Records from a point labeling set
* * * * * * *

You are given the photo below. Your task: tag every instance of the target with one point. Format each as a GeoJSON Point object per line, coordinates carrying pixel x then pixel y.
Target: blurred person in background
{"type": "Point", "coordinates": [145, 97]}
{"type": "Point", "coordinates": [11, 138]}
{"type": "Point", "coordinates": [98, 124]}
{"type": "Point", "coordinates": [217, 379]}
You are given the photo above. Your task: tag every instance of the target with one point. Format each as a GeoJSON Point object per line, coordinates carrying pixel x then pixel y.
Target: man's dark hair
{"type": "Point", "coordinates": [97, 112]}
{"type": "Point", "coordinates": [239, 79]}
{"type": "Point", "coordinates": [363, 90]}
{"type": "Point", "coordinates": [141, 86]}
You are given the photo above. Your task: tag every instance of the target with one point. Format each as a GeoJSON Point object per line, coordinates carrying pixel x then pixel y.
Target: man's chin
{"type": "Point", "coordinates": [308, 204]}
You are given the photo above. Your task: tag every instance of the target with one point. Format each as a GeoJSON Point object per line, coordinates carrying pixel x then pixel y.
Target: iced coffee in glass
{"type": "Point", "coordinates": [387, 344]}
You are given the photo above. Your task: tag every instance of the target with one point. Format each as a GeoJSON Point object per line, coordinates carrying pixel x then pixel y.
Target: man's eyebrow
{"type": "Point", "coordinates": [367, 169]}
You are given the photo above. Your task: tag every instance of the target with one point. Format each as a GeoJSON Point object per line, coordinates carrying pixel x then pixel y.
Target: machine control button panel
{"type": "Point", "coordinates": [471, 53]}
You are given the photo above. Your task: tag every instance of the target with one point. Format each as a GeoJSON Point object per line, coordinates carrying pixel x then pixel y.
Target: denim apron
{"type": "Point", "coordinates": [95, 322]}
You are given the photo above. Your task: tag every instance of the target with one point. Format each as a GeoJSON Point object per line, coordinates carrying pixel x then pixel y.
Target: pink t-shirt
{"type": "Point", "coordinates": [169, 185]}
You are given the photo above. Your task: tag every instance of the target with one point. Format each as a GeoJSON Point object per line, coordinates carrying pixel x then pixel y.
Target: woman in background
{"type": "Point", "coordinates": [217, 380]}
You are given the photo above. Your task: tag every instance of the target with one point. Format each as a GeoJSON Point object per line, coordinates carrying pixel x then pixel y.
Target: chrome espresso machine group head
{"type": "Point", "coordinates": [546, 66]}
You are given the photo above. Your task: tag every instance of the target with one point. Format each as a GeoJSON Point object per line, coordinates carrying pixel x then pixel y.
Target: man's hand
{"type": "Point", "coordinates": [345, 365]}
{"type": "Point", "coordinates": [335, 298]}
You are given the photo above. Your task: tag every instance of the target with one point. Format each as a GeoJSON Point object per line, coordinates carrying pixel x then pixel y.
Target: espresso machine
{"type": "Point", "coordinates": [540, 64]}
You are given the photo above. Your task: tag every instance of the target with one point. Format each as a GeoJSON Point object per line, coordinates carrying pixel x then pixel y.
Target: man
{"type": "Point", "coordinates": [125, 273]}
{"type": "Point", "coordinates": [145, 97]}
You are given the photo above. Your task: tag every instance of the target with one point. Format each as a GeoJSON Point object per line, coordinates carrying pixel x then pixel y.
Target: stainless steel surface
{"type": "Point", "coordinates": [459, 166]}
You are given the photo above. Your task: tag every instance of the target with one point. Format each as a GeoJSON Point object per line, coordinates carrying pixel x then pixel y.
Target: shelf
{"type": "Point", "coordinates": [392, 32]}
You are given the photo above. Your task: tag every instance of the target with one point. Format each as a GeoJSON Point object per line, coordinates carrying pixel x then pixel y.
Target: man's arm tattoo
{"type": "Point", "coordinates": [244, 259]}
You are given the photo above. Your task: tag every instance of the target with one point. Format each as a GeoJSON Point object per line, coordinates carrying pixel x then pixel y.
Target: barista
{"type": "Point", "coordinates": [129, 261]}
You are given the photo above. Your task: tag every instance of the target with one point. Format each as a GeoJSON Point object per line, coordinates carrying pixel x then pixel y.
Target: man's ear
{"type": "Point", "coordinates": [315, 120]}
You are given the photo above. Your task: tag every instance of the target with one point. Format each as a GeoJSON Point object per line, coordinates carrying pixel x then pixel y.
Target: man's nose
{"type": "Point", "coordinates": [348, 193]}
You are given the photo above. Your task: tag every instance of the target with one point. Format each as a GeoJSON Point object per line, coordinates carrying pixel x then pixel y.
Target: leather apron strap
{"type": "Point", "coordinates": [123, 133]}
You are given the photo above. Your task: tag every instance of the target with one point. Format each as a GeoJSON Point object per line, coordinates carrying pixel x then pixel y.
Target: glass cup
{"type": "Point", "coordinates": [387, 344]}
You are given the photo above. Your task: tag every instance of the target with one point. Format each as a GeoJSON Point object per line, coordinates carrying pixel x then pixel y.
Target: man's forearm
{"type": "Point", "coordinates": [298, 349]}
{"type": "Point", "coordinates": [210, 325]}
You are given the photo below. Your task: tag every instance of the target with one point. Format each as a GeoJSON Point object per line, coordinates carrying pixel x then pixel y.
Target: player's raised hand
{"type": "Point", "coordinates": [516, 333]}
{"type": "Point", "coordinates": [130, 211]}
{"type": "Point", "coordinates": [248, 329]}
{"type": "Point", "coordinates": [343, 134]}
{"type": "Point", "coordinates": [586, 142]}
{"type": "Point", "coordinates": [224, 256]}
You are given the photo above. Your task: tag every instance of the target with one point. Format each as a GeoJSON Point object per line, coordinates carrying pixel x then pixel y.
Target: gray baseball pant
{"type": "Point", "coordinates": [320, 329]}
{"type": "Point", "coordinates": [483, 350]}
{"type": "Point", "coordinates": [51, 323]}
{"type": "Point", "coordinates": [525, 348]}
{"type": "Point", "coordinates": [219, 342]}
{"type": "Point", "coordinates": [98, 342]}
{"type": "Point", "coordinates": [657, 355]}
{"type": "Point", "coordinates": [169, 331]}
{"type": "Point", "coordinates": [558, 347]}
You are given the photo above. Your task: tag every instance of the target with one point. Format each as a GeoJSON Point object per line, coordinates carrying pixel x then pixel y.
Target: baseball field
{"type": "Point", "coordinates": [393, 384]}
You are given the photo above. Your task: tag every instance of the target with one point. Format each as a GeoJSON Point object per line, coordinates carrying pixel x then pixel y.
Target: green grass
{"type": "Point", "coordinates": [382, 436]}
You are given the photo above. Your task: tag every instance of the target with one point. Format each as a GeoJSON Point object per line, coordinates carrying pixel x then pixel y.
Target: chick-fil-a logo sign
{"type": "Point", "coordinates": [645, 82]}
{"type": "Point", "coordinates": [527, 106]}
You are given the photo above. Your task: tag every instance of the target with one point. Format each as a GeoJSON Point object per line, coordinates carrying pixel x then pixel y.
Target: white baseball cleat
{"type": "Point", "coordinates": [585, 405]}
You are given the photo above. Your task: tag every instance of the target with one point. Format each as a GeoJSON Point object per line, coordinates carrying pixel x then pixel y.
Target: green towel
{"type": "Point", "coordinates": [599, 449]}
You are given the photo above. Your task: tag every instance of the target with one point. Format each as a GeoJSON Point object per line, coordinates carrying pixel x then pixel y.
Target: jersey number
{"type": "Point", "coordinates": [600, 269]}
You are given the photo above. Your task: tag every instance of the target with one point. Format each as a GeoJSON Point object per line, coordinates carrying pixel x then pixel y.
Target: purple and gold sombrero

* * * * * * *

EXERCISE OBJECTIVE: Identify every line in the data above that contains the string "espresso", and copy each of those lines.

THE ANSWER:
Target: chrome espresso machine group head
Target: espresso machine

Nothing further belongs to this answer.